### BRIEF
Copy out every line of the items below, replacing "report the box coordinates" with "give the box coordinates" wherever it appears and leaving everything else unchanged.

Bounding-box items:
____

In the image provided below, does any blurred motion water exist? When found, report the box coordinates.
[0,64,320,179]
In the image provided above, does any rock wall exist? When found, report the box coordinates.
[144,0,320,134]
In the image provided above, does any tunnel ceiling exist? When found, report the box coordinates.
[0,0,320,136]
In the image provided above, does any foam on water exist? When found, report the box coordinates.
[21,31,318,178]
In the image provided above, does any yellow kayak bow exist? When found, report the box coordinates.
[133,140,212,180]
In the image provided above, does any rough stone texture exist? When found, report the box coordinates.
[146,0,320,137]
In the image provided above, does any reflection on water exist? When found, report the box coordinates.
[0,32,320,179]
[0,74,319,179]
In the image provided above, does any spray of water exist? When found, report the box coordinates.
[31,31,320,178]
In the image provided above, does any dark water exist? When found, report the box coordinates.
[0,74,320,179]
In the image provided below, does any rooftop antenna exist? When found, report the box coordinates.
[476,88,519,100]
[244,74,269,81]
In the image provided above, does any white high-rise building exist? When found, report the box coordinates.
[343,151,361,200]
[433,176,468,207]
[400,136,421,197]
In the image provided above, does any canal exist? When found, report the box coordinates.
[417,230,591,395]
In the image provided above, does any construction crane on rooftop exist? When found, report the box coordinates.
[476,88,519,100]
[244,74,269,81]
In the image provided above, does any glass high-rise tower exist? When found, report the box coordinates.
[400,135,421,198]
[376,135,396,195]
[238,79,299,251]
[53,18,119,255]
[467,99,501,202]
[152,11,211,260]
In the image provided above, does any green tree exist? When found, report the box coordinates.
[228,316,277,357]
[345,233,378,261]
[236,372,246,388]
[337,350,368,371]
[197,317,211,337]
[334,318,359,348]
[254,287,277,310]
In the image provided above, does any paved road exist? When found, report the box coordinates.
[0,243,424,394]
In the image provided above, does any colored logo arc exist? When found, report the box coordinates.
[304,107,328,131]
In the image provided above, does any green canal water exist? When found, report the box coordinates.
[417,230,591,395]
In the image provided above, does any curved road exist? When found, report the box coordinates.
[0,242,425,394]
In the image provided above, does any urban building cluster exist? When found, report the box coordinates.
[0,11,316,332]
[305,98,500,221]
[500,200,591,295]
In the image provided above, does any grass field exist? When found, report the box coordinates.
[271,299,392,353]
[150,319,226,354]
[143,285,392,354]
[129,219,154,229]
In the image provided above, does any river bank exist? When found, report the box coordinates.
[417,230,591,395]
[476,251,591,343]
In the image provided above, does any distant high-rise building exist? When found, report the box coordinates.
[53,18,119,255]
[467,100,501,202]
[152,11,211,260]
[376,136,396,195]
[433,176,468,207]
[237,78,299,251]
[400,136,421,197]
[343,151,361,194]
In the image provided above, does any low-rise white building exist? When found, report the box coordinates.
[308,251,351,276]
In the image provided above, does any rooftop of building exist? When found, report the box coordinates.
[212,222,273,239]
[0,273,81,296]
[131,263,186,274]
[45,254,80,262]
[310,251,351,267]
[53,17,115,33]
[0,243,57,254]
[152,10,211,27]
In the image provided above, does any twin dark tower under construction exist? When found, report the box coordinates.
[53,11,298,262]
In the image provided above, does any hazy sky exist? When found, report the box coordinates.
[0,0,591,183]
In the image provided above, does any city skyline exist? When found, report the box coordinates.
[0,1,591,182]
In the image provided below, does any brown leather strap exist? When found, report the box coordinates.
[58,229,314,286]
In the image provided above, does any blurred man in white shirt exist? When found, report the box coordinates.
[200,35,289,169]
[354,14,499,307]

____

### THE COMPLETED TASK
In the image provided below, does any blurred motion water exist? When found, give the box coordinates.
[0,64,320,179]
In the image provided above, does any rock wall exist? When found, give the box coordinates.
[144,0,320,134]
In the image provided above, does any tunnel ceiling exist? When found, give the box coordinates.
[0,0,320,136]
In the image provided above, does any foam on water exist? When found, give the box coordinates.
[21,31,318,178]
In the image provided above, does any yellow kayak bow exist? When found, give the box coordinates.
[133,140,212,180]
In the image provided above, does any rough stone texture exist? When found, give the box coordinates.
[146,0,320,137]
In the image provided above, does any reflection on water exist? When found, give the box coordinates.
[0,32,320,179]
[0,74,319,179]
In the image provided above, does any spray of water exist? When found, give the box coordinates.
[31,31,320,178]
In the image provided above, does any dark water exist? When found, give the box coordinates.
[0,74,320,179]
In the image provided below, does any rooftop antenna exist? When found, give the box coordinates.
[476,88,519,100]
[244,74,269,81]
In the image provided above, does any white high-rise building exist? When found, give the box coordinates.
[343,151,361,200]
[433,176,468,207]
[400,136,421,197]
In the image provided above, does any canal exist? When found, give the box coordinates.
[417,230,591,395]
In the image provided above, does any construction crane on rooftop exist? When found, give the box coordinates.
[476,88,519,100]
[244,74,269,81]
In the image provided above, does any glass high-rise tower exist? When found, give the box coordinates.
[400,135,421,198]
[376,135,396,195]
[238,79,299,251]
[53,18,119,255]
[467,99,501,202]
[152,11,211,260]
In the image provided above, does any green tree exist? When found, give the box coordinates.
[228,316,277,357]
[345,233,378,261]
[236,372,246,388]
[337,350,368,371]
[197,317,211,337]
[334,318,359,348]
[254,287,277,310]
In the image provided above, does any paved road exist? When found, give the box coordinates.
[0,243,424,394]
In the image provided above, does any colored logo arc exist? When found, give the box coordinates.
[304,107,328,131]
In the image provided above, does any green canal water exist? When found, give the box coordinates.
[417,230,591,395]
In the image provided above, does any curved road exist? When found, give the box coordinates.
[0,242,425,394]
In the image provided above, does any urban building cluster exist? When found, give the box coordinates.
[0,11,316,332]
[305,98,500,221]
[500,200,591,295]
In the image provided above, does any grass field exist? When found, give the box coordinates.
[271,299,392,353]
[150,319,226,354]
[143,285,392,354]
[129,219,154,229]
In the image provided above, does any river bank exist? When found, give the box coordinates.
[417,230,591,395]
[476,251,591,343]
In the image provided above, does any distant high-rise building exist? When found, give the box coordinates.
[53,18,119,255]
[467,100,501,202]
[152,11,211,260]
[376,136,396,195]
[433,176,468,207]
[237,78,299,251]
[400,136,421,197]
[343,151,361,194]
In the image provided above, does any low-rise white building exist? When found, give the box coordinates.
[308,251,351,276]
In the image provided above, does any rooftop of building exist? When found, give the box coordinates.
[212,222,273,239]
[0,273,81,296]
[131,263,186,274]
[45,254,80,262]
[310,251,351,267]
[53,17,115,33]
[0,243,57,254]
[152,10,211,27]
In the image provided above, does any twin dark tower under construction exist? When found, give the box coordinates.
[53,11,298,262]
In the image provided above, does any hazy sky exist? When found, give the box coordinates.
[0,0,591,183]
In the image provided above, does any city skyline exist? When found, give the box coordinates.
[0,1,591,182]
In the image provided below, does any brown leather strap exist? When found, give the box coordinates.
[58,229,314,286]
In the image provided above, does any blurred man in white shirt exist? When found, give the box coordinates.
[200,35,289,169]
[354,14,499,307]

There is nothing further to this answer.